>> Start DATASET EXCERPTS
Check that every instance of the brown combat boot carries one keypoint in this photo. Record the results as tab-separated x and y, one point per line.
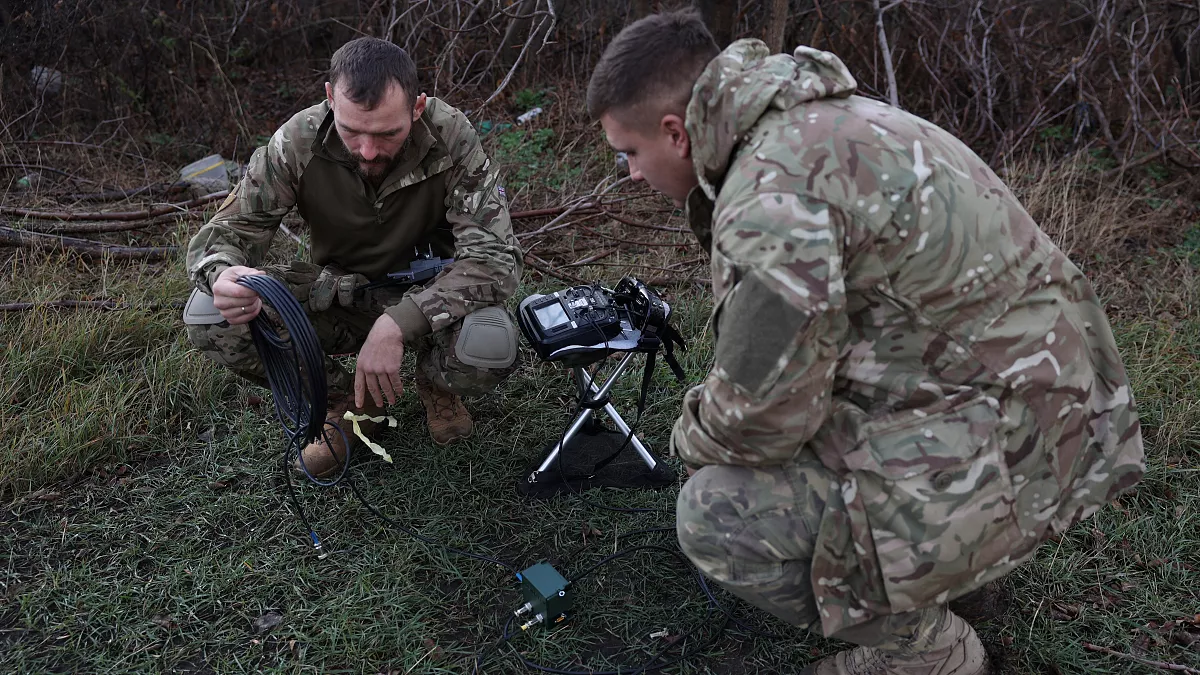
325	459
953	650
449	419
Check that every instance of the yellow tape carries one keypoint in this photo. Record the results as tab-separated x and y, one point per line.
358	431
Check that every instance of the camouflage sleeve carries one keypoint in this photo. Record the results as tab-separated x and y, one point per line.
487	257
241	230
778	323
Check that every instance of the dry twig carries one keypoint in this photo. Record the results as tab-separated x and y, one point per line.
1163	664
52	242
115	215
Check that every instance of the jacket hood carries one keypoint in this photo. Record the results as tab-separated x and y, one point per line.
741	84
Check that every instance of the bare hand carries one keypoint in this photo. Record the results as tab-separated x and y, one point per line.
378	368
237	303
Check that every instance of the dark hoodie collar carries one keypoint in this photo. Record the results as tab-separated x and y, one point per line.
329	144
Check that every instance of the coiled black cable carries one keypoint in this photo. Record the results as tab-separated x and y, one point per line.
295	371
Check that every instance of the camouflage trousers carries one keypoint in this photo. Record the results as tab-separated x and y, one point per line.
754	530
342	330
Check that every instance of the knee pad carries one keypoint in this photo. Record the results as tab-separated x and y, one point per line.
201	310
487	339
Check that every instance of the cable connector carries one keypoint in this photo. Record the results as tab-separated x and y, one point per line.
538	619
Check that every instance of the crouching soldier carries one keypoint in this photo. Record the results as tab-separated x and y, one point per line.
379	173
912	386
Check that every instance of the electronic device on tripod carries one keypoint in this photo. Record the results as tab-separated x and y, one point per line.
581	326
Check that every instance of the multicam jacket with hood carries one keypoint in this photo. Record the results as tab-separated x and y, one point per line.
885	300
443	196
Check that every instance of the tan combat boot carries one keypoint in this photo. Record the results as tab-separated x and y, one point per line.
449	419
953	650
325	459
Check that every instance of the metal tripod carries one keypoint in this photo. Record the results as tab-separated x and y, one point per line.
588	390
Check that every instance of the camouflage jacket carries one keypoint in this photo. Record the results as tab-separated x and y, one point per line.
885	300
444	195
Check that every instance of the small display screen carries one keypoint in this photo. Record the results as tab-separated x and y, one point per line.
551	315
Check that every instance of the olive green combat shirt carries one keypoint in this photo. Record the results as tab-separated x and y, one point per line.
443	193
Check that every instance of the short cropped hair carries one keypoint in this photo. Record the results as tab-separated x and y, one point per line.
649	69
369	66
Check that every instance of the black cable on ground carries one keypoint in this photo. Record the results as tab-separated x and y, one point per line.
295	370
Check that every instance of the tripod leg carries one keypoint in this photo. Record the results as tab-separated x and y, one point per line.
634	440
558	447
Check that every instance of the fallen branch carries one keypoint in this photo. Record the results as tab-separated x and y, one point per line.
642	225
557	227
544	267
1163	664
22	166
117	215
118	193
636	243
594	257
547	211
579	204
42	242
893	93
107	305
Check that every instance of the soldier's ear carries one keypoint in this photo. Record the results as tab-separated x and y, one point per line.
677	135
419	107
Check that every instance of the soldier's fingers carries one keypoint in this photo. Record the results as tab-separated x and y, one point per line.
397	386
359	389
373	386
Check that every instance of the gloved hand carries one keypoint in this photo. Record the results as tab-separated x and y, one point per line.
334	285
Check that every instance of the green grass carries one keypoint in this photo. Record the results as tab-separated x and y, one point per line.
163	560
145	527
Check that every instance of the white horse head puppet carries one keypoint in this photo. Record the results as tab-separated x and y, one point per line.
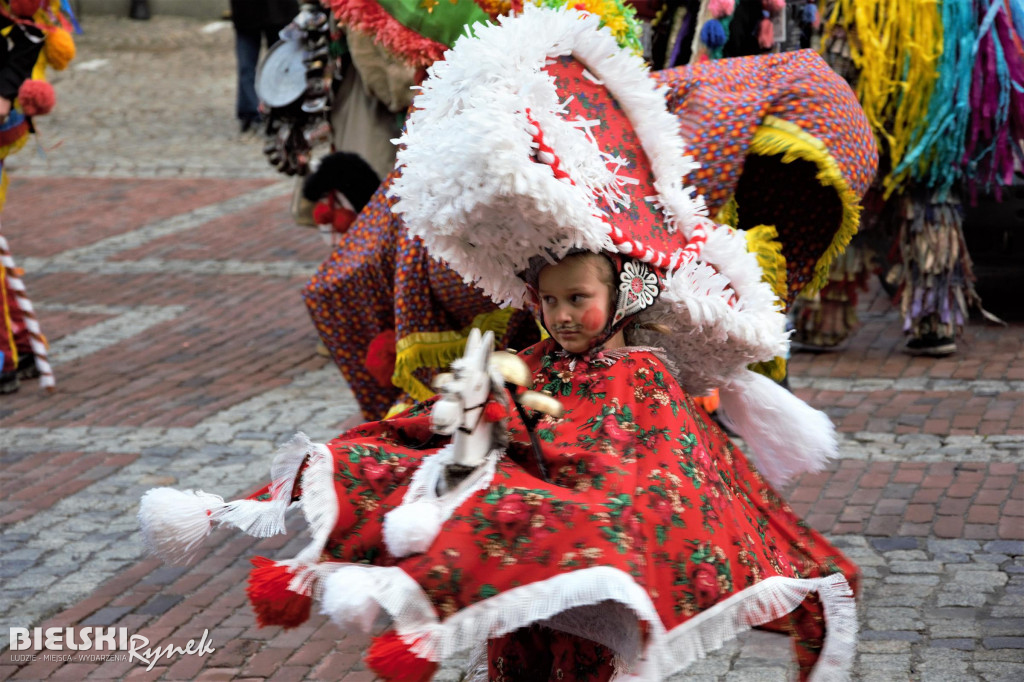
476	396
475	400
464	396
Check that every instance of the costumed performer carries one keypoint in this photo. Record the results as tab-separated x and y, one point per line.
786	154
36	34
623	534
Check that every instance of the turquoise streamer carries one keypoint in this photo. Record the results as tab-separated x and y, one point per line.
934	158
66	8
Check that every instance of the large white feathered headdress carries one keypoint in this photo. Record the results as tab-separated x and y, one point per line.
540	135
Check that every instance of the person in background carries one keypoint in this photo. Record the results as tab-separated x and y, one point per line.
254	20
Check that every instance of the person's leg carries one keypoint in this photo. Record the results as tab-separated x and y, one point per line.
247	45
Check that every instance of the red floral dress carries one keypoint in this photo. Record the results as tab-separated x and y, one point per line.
655	539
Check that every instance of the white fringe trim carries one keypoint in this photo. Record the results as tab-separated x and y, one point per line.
711	340
413	526
262	519
469	186
174	522
551	603
762	603
784	436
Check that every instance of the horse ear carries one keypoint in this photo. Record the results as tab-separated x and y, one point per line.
484	350
472	341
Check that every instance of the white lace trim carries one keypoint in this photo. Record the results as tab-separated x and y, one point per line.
609	357
265	518
551	603
423	486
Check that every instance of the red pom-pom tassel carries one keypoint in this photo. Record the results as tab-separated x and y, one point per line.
37	97
391	658
323	212
495	412
342	219
766	34
381	357
273	603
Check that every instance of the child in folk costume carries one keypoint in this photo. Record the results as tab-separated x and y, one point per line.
623	535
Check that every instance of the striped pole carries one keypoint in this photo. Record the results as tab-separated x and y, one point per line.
36	339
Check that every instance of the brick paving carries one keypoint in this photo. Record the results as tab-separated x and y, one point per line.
183	354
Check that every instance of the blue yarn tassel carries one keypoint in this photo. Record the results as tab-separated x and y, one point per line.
66	8
809	14
713	35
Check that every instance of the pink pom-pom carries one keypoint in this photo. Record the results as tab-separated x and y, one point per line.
381	357
766	34
37	97
720	8
25	7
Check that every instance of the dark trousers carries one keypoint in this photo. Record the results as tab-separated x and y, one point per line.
247	48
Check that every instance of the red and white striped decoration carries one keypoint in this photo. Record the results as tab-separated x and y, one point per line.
36	338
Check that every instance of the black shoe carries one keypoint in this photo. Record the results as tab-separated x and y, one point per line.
9	382
931	345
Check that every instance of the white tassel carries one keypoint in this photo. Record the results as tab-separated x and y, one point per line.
785	436
412	528
174	523
347	599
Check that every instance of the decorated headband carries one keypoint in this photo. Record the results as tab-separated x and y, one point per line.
539	136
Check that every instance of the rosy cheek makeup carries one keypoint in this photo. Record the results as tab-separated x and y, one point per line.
592	320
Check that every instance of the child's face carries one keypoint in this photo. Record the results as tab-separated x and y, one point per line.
574	301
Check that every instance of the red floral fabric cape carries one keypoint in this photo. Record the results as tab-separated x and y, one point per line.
655	537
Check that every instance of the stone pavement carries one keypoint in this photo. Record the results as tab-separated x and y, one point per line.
159	251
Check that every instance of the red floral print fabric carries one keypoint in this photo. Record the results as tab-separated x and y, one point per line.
641	481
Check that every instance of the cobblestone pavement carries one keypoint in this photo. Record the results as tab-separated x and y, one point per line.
159	251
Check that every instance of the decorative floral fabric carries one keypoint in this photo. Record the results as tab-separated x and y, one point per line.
641	480
722	103
381	279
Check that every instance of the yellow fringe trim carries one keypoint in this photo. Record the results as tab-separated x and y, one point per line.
773	369
438	349
776	136
8	327
4	181
397	409
729	213
6	152
896	47
763	243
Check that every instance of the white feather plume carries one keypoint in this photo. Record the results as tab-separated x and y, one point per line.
784	435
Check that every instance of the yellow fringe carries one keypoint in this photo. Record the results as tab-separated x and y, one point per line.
397	409
4	181
729	213
438	349
776	136
773	369
763	243
896	47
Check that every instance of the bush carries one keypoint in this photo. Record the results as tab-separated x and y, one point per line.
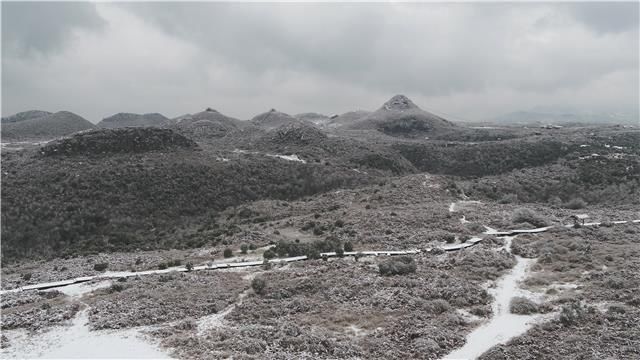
522	306
175	262
348	246
508	199
318	230
100	266
439	306
575	204
571	314
269	254
524	215
449	238
258	285
397	266
115	288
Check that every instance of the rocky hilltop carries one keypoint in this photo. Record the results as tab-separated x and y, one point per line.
47	127
133	120
299	134
25	115
400	116
273	119
122	140
208	123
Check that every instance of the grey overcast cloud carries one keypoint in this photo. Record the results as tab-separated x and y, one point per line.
469	61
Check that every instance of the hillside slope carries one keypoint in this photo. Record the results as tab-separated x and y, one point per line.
133	120
47	127
400	116
25	115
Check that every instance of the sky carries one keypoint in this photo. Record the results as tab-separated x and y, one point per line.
464	61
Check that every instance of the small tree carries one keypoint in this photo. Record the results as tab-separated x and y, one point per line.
100	266
258	285
397	266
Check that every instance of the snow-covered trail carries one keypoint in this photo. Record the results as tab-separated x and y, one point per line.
503	325
78	342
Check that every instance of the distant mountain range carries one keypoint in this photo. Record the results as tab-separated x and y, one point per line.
542	117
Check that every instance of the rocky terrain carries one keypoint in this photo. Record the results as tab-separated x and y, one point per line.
133	120
186	230
400	116
273	119
32	126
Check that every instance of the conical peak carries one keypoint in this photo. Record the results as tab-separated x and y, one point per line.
399	102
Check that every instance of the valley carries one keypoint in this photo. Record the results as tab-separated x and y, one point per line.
385	234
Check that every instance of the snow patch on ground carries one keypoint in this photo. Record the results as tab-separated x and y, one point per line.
503	325
292	157
78	290
77	342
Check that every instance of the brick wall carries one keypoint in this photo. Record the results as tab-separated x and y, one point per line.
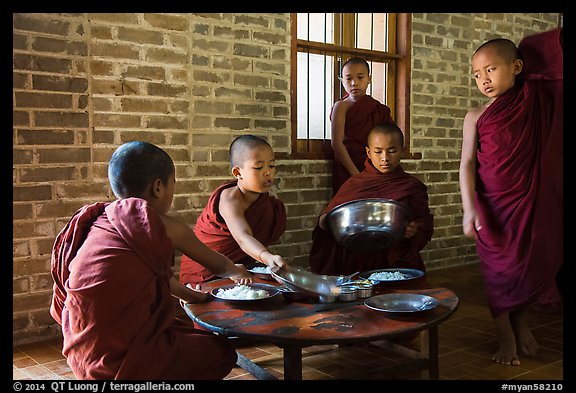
190	83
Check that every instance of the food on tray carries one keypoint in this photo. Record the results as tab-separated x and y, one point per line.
387	276
241	292
260	269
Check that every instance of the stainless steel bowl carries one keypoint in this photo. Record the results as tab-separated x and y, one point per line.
299	279
369	224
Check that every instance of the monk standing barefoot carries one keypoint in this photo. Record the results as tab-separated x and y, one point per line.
511	182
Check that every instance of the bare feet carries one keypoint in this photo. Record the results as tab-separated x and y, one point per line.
527	343
506	353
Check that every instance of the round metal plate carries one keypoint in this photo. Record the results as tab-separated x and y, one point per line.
270	289
401	302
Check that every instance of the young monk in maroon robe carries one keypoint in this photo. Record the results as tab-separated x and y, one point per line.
241	218
352	118
114	289
511	181
383	177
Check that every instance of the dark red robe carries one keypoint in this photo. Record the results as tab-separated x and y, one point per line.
328	257
360	119
111	267
519	181
266	217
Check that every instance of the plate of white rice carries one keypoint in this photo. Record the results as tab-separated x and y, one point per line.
391	275
242	293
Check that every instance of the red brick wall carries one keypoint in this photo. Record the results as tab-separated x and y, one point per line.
190	83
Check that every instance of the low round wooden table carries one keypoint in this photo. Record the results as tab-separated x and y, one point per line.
295	325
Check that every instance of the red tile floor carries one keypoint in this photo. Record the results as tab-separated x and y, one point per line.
466	343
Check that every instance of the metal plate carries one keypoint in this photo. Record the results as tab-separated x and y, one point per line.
271	289
300	279
401	302
265	275
409	274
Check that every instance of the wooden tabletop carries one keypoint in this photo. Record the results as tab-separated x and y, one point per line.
309	322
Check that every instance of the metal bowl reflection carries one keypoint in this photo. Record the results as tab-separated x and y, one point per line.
368	224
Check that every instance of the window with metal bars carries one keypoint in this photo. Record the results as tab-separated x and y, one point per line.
321	44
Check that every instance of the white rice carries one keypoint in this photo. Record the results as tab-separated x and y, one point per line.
387	276
261	269
241	292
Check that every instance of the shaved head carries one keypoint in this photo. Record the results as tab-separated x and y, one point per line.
387	129
504	48
241	145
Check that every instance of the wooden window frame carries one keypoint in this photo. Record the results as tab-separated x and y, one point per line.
399	63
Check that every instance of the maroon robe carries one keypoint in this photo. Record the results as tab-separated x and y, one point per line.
266	217
519	181
111	267
328	257
360	119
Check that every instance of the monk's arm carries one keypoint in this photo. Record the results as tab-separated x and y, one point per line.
231	210
337	137
470	221
185	240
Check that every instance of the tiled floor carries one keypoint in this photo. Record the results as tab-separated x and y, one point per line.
466	343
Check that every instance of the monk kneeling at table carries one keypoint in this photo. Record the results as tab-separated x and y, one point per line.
114	288
383	177
241	218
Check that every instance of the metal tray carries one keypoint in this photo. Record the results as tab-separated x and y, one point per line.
409	274
401	302
265	275
271	289
300	279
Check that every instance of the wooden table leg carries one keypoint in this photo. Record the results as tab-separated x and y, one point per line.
292	363
429	349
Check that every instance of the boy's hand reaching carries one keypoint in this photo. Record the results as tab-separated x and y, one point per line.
195	295
276	261
241	276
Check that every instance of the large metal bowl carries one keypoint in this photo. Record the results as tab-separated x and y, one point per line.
369	224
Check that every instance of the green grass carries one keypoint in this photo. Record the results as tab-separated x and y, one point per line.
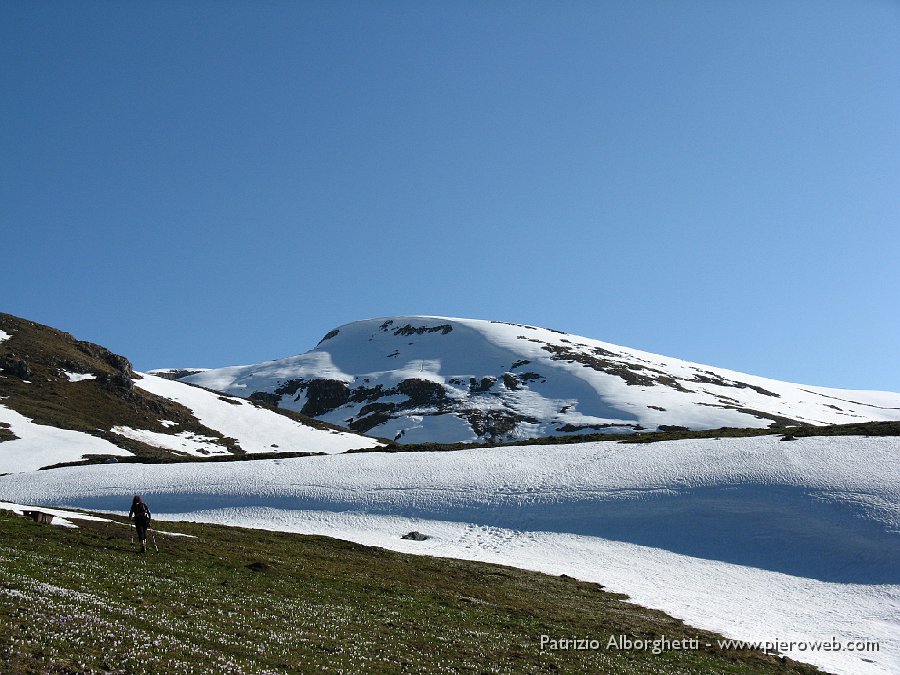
247	601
>> End DATASET EXCERPTS
- YOUR OBJECTIVE
Without the pictures, retype exactly the lines from the one that holds "Check that every instance of the boy's" to the last line of the data above, both of them included.

- ANSWER BELOW
Check that every instance of the boy's hand reaching carries one keypoint in this photo. Record the results as tab-separated x and y, one point per line.
195	295
276	261
241	276
Check that every instance of the large metal bowl carries one keypoint in this photo. Record the results as tab-separated x and y, one point per line.
369	224
Check that every instance of the green grass carries one keypoint in this photo. Record the results as tab-separated x and y, one point per line.
247	601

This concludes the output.